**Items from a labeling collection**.
■ ■ ■ ■ ■ ■ ■

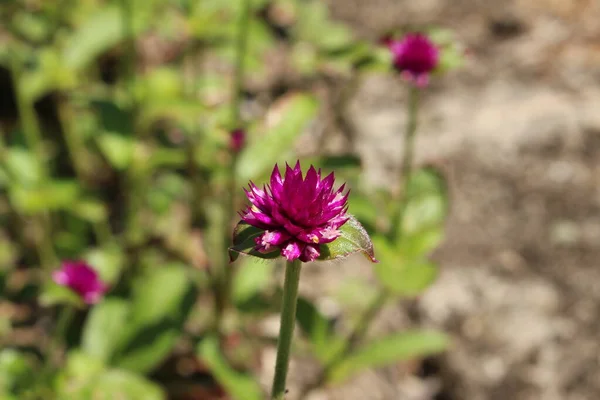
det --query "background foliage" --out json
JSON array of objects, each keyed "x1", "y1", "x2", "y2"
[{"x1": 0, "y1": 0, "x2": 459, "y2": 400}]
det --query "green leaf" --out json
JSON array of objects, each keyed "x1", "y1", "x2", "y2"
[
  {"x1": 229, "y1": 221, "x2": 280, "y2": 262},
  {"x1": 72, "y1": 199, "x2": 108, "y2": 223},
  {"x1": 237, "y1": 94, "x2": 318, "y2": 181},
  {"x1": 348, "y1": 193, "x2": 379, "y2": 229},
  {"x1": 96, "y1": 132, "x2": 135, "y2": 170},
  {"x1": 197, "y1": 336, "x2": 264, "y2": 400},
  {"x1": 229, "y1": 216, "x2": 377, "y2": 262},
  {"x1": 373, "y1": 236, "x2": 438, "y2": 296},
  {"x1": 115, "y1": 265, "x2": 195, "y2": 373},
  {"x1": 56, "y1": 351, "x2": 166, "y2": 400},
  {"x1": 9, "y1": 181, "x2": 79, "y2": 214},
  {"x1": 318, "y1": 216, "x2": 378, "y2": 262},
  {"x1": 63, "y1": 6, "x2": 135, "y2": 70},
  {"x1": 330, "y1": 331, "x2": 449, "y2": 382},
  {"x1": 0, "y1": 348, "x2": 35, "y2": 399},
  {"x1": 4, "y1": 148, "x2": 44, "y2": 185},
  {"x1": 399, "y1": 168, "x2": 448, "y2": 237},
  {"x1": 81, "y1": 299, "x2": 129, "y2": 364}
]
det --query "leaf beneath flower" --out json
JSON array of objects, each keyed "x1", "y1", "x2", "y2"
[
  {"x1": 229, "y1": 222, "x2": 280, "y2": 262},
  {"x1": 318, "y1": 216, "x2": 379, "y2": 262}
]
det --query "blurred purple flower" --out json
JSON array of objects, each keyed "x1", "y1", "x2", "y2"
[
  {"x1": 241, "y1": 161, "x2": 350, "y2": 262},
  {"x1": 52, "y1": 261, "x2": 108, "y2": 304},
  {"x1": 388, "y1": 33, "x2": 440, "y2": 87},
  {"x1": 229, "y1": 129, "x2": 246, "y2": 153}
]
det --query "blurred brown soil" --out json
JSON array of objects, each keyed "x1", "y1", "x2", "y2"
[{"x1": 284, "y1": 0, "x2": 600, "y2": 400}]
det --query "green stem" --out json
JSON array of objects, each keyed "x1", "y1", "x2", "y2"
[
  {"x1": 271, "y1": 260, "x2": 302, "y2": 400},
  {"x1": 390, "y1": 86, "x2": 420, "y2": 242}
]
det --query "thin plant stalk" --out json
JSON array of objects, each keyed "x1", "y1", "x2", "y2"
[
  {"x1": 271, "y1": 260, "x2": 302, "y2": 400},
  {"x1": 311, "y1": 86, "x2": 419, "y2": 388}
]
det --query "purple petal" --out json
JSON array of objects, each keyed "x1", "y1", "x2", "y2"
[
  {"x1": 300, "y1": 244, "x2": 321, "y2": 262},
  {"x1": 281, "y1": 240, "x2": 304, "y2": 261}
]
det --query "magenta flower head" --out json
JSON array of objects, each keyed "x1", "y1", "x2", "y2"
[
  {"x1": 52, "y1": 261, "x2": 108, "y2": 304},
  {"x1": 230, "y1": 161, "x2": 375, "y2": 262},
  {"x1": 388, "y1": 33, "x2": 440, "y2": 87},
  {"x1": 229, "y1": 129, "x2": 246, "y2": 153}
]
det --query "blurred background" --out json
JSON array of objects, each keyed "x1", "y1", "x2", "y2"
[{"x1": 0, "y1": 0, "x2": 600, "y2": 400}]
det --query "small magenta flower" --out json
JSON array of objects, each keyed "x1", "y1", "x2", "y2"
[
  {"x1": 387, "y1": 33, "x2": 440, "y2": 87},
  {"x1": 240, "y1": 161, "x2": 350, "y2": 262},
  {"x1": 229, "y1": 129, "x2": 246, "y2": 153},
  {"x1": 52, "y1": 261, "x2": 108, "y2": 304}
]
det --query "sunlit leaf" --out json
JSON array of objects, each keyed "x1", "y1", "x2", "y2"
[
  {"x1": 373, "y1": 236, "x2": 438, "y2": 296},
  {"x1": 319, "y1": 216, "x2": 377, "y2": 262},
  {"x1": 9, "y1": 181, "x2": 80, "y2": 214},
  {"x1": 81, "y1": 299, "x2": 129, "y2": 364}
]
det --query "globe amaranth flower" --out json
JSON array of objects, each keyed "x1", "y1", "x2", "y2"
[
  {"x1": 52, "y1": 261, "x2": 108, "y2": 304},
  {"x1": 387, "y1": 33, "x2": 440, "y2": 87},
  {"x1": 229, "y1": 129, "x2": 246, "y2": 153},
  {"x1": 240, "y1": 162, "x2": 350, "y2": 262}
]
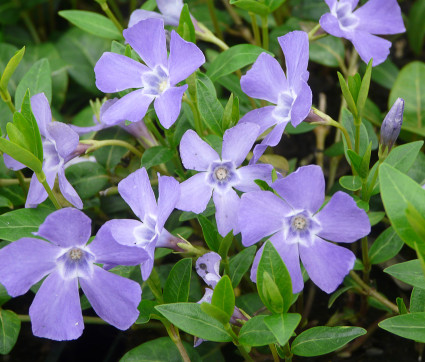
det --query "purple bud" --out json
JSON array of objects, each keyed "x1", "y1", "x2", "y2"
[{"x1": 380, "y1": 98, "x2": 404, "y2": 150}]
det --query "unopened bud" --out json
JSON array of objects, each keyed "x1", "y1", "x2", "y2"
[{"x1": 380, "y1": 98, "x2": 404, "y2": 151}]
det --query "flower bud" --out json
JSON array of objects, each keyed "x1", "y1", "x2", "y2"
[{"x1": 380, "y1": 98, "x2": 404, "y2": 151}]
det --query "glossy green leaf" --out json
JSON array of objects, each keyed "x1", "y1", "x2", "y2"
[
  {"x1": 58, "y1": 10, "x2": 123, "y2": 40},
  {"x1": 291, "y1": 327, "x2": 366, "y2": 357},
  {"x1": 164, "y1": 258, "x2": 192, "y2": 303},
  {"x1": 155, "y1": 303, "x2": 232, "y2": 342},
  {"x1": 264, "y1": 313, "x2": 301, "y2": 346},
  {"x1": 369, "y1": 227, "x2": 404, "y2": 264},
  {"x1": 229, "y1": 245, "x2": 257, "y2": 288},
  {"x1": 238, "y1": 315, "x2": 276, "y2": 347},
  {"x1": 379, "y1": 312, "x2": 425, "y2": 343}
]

■ ■ ■ ■ ■ ■ ■

**Problem requirements**.
Gather every line in the records above that contains the word "flower".

**Written reply**.
det --query "leaf beneath flower" --out json
det --query "blurred purple flower" --out json
det --query "magenta flower head" --out json
det --query "small magenta flower" --out json
det --query "globe amaranth flower" --out json
det --query "flower bud" --out json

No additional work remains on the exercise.